#### Written tasks
#1 Please answer these from the reaction time discussion below:
(a) How much time can Bluetooth latency add, according to the discussion?
(b) What average reaction speed for 19-year-olds does one poster say cannot be right?
(c) What did the federal government create for each device configuration?
#2 Set down word for word the part of the reaction time discussion below that opens with the words containing "The test won’t" and closes with "local using javascript.".

#### Extract to read
I found this table from a Canadian school test. It seems very different but the test method was not specified.

image

In theory this is a good test to work out what is going on as it should be quite cheap (ie no cost) and only trainable to a limited extent.

This is a more through analysis that also addresses aging issues.
hardwick-et-al-2022-age-related-increases-in-reaction-time-result-from-slower-preparation-not-delayed-initiation.pdf (1.0 MB)

The test won’t be accurate for those using a Bluetooth keyboard or mouse because of the communication latency. The Bluetooth latency can add 1 - 20 ms to your time depending on the quality of your Bluetooth mouse or keyboard.

That’s a good point. You do need a clicking device that does not add delay.

All the processing should be local using javascript.

0.222 first time 0.20 something second 0.196 third, it got worse after this.

0.195, felt the easiest to me.

This one isn’t good, have to click another button.

There’s no way average reaction speed is 0.45 for 19 years old.

Agreed if comparing with the initial tests posted. Because of the source, I suspect their values are correct but are based on a different test methodology. See the article I posted immediately after that for a much better analysis, including the parameters of change related to aging.

I just tried the other tests. They appear to be coded differently. I get a stable pattern on each the distribution of which is significantly different between test types.

It’s not useful without the methodology and is just misleading, imo.

@AnUser If you are aware of a methodological standard, will you post it. Based on my review of a handful of research papers, the relative times (by age, gender, etc.) are what is studied and the specific methodologies are designed to explore different psychoneuro motor dimensions. I found other papers where the ranges were in the half second area. The three we began with at the top of this thread were just for fun – games – and not standardized. As one example, the one that had a very small 'Stop" box might not be expected to be comparable to the one where you could click the mouse anywhere or strike any key. Further complications in addition to bluetooth latency as mentioned by @desertshores are keyboard interrupt cycles (should be minor on most modern CPUs), and latency known to vary by OS (WIndows, iOS, Linux). I think all of these parameters are standardized in a research protocol. When I took a federal government reaction time test many years ago, they created a new norm table for each device configuration.

That’s my point, I looked that up it’s just a website. I don’t understand why reaction time would differ between different methods so much. You’re measuring the time it takes to react to something.

The reason you will never have an accurate measurement is that you will never know your system latency. It can be done, but not easily for the average person.

Mechanical travel distance and the type of keyboard sensor can also affect latency.

The most accurate results will be with a wired keyboard and mouse.

You may be able to find your keyboard and mouse on this site and get a fairly accurate latency number.

Our Keyboard Tests: Latency - RTINGS.com

Mouse data:

The bottom line: Use a wired keyboard for best results.

#### Data lines
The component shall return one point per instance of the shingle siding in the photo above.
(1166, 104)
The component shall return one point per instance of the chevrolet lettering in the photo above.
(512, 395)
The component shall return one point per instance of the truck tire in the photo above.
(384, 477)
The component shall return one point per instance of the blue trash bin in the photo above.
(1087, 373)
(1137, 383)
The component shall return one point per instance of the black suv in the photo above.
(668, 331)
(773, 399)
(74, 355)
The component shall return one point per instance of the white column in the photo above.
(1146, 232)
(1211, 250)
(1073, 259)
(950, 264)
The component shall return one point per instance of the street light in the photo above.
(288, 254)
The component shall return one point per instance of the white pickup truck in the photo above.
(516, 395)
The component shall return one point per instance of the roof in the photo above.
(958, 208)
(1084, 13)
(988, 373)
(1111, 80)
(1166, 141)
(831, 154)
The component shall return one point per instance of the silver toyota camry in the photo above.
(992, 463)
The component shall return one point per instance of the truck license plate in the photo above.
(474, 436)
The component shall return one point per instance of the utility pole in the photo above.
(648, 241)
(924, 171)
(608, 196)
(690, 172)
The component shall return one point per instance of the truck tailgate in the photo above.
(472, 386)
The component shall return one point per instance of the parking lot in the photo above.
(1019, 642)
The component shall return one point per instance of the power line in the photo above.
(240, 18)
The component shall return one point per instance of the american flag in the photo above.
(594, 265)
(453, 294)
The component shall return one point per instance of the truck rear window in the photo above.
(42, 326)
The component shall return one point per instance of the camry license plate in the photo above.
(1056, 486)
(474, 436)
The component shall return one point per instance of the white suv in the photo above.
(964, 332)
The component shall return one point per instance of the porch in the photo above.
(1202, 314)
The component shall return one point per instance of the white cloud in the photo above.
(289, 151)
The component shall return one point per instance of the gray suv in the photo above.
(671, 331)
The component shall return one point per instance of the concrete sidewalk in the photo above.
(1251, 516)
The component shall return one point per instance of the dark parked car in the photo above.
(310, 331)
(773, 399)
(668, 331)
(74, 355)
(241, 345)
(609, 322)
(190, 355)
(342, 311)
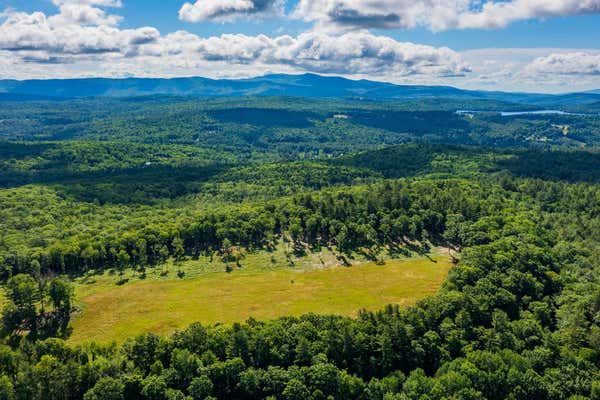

#### Final answers
#1
(a) 1 - 20 ms, depending on the quality of the Bluetooth mouse or keyboard.
(b) 0.45.
(c) A new norm table.

#2
The test won’t be accurate for those using a Bluetooth keyboard or mouse because of the communication latency. The Bluetooth latency can add 1 - 20 ms to your time depending on the quality of your Bluetooth mouse or keyboard.

That’s a good point. You do need a clicking device that does not add delay.

All the processing should be local using javascript.